● **Entries taken from a collection**:
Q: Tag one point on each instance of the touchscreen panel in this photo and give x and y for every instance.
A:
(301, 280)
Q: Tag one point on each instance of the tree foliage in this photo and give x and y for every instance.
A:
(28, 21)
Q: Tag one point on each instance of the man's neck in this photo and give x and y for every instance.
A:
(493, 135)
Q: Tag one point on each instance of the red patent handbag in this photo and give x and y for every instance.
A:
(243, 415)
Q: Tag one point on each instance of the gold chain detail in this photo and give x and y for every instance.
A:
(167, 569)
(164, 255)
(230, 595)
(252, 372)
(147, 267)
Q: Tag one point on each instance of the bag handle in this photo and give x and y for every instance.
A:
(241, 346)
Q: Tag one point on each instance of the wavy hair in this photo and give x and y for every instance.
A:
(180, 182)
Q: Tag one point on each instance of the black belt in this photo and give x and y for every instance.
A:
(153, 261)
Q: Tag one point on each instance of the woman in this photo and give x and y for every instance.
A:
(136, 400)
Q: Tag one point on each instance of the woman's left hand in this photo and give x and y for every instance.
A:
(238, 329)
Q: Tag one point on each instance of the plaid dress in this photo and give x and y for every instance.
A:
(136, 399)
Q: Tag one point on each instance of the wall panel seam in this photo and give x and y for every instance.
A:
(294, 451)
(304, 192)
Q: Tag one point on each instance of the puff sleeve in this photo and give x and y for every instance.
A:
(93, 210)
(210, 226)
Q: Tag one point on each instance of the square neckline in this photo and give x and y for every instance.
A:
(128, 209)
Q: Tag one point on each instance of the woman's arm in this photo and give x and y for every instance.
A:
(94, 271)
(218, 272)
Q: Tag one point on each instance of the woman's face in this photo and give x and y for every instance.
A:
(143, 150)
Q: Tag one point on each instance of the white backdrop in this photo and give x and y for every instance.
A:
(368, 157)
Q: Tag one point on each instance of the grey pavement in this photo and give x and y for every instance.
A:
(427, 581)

● **WORK TO COMPLETE**:
Above are the records; copy exactly the lines from the one with "Q: Tag one point on each instance of the woman's face" through the final line.

● **ANSWER TO THE EXERCISE**:
Q: Tag one point on each instance of the woman's face in this photo and give x and y for every instance.
A:
(143, 150)
Q: Tag one point on each instance of the white backdrop in this photo and give x and y for every instance.
A:
(368, 157)
Q: Tag one point on each instance of the grey pavement in this photo and give x and y for every instance.
A:
(427, 581)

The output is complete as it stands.